### Exercise
Give back every line exactly as it appears, pictures excluded.

[Point labeling dataset excerpts]

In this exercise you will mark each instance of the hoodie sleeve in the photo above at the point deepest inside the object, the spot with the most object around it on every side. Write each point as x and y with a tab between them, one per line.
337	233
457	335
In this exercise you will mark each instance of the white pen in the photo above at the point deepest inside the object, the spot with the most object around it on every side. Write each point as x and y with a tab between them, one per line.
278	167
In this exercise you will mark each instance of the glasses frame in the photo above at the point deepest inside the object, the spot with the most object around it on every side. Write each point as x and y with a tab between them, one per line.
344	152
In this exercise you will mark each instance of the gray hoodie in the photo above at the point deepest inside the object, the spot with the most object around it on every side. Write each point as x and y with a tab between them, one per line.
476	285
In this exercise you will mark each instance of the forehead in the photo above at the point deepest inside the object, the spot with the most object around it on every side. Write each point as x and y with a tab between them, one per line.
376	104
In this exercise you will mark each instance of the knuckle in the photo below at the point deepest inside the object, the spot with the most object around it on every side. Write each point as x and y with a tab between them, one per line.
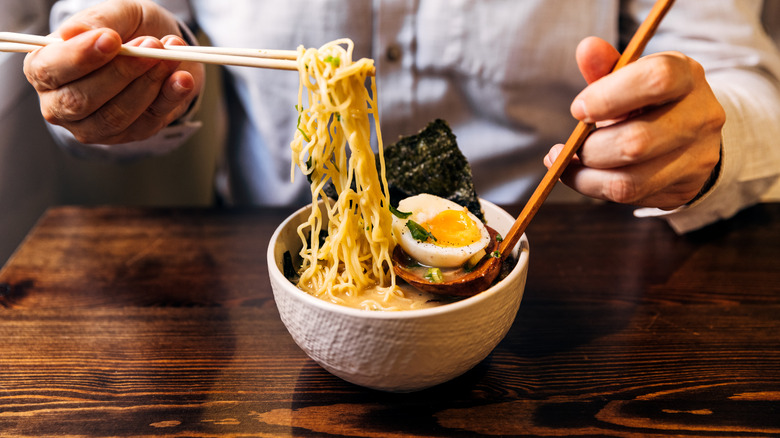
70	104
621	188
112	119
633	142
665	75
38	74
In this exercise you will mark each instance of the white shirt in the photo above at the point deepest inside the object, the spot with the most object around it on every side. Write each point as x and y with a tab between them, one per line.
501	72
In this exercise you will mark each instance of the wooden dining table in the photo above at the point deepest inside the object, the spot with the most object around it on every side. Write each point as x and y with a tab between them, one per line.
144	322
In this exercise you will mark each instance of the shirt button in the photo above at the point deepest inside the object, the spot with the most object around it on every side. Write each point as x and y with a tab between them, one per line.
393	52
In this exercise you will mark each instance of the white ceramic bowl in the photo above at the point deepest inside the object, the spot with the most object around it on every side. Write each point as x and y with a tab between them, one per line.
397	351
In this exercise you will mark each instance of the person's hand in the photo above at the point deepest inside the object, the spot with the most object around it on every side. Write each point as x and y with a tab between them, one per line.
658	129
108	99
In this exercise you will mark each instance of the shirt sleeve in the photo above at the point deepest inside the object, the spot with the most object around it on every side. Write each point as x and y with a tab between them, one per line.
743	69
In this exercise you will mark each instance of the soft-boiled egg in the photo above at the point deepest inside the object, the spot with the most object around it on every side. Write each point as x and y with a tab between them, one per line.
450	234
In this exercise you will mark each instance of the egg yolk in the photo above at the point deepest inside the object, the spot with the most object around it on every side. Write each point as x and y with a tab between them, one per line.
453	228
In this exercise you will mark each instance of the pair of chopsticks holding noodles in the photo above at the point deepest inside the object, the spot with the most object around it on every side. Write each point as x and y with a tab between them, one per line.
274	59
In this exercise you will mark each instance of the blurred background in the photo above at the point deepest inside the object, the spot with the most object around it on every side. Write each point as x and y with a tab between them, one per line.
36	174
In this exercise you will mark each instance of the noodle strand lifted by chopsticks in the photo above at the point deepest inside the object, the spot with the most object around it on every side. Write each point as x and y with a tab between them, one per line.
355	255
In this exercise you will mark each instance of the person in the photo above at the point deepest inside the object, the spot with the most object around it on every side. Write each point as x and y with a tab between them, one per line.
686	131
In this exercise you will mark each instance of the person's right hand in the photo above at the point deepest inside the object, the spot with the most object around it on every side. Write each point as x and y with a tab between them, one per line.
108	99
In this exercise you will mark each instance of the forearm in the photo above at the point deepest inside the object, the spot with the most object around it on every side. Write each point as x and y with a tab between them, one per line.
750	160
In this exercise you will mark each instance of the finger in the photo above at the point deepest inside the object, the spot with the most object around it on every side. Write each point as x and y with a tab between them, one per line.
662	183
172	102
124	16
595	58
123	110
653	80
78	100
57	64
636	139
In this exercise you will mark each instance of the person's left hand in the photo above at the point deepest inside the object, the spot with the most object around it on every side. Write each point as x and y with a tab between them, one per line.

### In response
In this exercise you will mark each instance of the hoodie sleeve in the photo above at the point deepest inside the object, the spot with the most object around it on every side. Write each point as x and y with a tab between them, one per line.
337	233
457	335
In this exercise you will mark each instance of the white pen in the photo above at the point deepest inside the object, the spot with the most object around it on every side. Write each point as x and y with a tab between them, one per line.
278	167
In this exercise you will mark each instance of the glasses frame in the photo above at the point deepest inside the object, the spot with the most object around it on every side. Write each point as x and y with a tab between them, one per line.
344	152
In this exercise you will mark each instance of the gray hoodie in the photo above at the point deepest inside the object, the spot with the most object around it on every side. Write each point as x and y with a tab between them, one per line.
476	285
In this exercise you will mark each instance of the forehead in the photo above at the point deepest inside the object, the spot with the most object around it on every side. Write each point as x and y with a tab between them, one per line.
376	104
In this exercise you will mark each instance of the knuckle in the photo below at the point deepest inside the object, the spot with the most object around it on every side. Write each point as x and y with a tab between them, one per line.
70	104
621	188
112	119
633	142
665	75
38	74
In this exercise you will mark each instance of the white shirt in the photo above at the point deepest inside the object, the spot with the most object around it on every side. Write each point as x and y with a tab between them, one per line.
501	72
In this exercise you will mark each instance of the wooden dining table in the photo above at the point deepest inside the object, the spot with the most object around it on every side. Write each point as x and y with a tab between them, one per line.
144	322
In this exercise you will mark each instance of the shirt button in the photo above at the point deepest inside the object, the spot with the most object around it on every side. Write each point as x and y with a tab between them, one per line.
393	52
In this exercise you will mark each instance of the white ceramic bowl in the photo above at the point deepest inside the object, the spot with the most object around it on every side. Write each point as x and y with a tab between them, one per line.
397	351
In this exercise you will mark each instance of the person's hand in the photo above at the point deepest inside the object, the spot with the most object around it on every side. Write each point as x and y with a tab between them, one per line.
658	129
108	99
In this exercise you will mark each instance of the shirt sleeve in the photo above at the point deepest inside the object, the spot with the most object around it on every side. Write each point as x and y with a tab between them, one per line.
743	69
In this exercise you will mark each instance of the soft-boiled egg in the photo above at the point deepest inside the object, the spot with the most object around it on every side. Write each point as x and y with a tab between them, one per line.
450	234
In this exercise you will mark each instance of the egg yolk in the photo above at the point deepest inside the object, the spot with the most object around it on every side. Write each point as x and y with a tab between them, one per line.
453	228
In this exercise you will mark each instance of the pair of chopsticks holding noodles in the photo above at the point deepest inside the object, the spot with the most object around it on every side. Write each point as x and y with a tab between them, one per line.
274	59
In this exercise you will mark each instance of the blurred background in the photo above at the point deepest inside the object, the spot with the most object around it on every side. Write each point as x and y with a tab between them, one per line.
36	174
In this exercise you will mark each instance of the noodle strand lifted by chopsticks in the photo above at the point deepest inside the object, the spot with the most object around it on every side. Write each point as x and y with a tab between them, one per line.
355	255
In this exercise you will mark each instance of the person in the photo above at the point deepest inside the object, the spot with the most object around it on every side. Write each point as x and y with a tab between them, one per line.
686	131
In this exercise you will mark each instance of the person's right hand in the photo above at the point deepest inside the object, the spot with the most object around it on every side. Write each point as x and y with a tab between them, one per line.
108	99
In this exercise you will mark each instance of the forearm in the photo above at the point deepest inside the object, the spot with the most object around it on every side. Write each point as x and y with a tab between them, one per line.
750	160
In this exercise you will mark each instance of the finger in the photo above at the point deepest inside the object, the spot with the most object around it on every side. Write each point as x and y with a tab between them, one per line.
662	183
172	102
124	16
595	58
123	110
653	80
78	100
57	64
636	139
In this exercise you will mark each instance of the person's left hand in the photo above at the point deepest inside the object, the spot with the most object around it on every side. Write each point as x and y with a tab between them, one per line.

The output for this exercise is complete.